Please find attached the required plot accomplished with an online tool

Part A:

1/4

Part B:

P''(-1, 0), Q''(0, -1), and R''(2, -1)

Part C:

Triangle PQR is similar to triangle P''Q''R'' but they are not congruent

Step-by-step explanation:

Part A:

Triangle ΔPQR has vertices P(4, 0), Q(0, -4), R(-8, -4)

Triangle ΔP'Q'R' has vertices P'(1, 0), Q'(0, -1), R'(-2, -1)

### TASK INSTRUCTIONS:
- 1) According to the triangle solution, what are the vertices of triangle ΔPQR?
- 2) Write out the triangle solution word for word, from "P''(-1, 0), Q''(0, -1), and" up to and including "Q'(0, -1), R'(-2, -1)".

### SOURCE DATA:
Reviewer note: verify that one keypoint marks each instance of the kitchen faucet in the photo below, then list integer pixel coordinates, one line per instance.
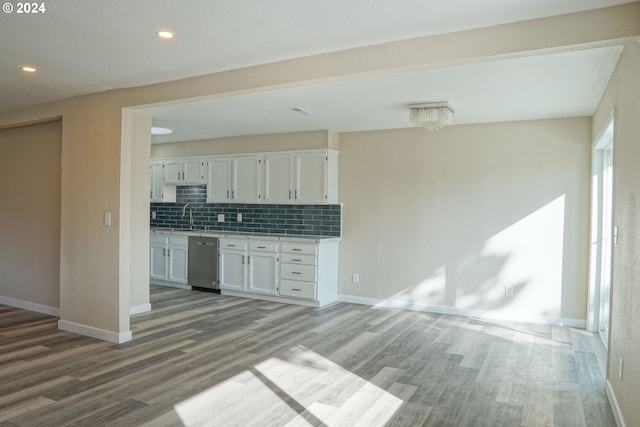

### PER-TASK OUTPUTS:
- 1) P(4, 0), Q(0, -4), and R(-8, -4)

- 2)
P''(-1, 0), Q''(0, -1), and R''(2, -1)

Part C:

Triangle PQR is similar to triangle P''Q''R'' but they are not congruent

Step-by-step explanation:

Part A:

Triangle ΔPQR has vertices P(4, 0), Q(0, -4), R(-8, -4)

Triangle ΔP'Q'R' has vertices P'(1, 0), Q'(0, -1), R'(-2, -1)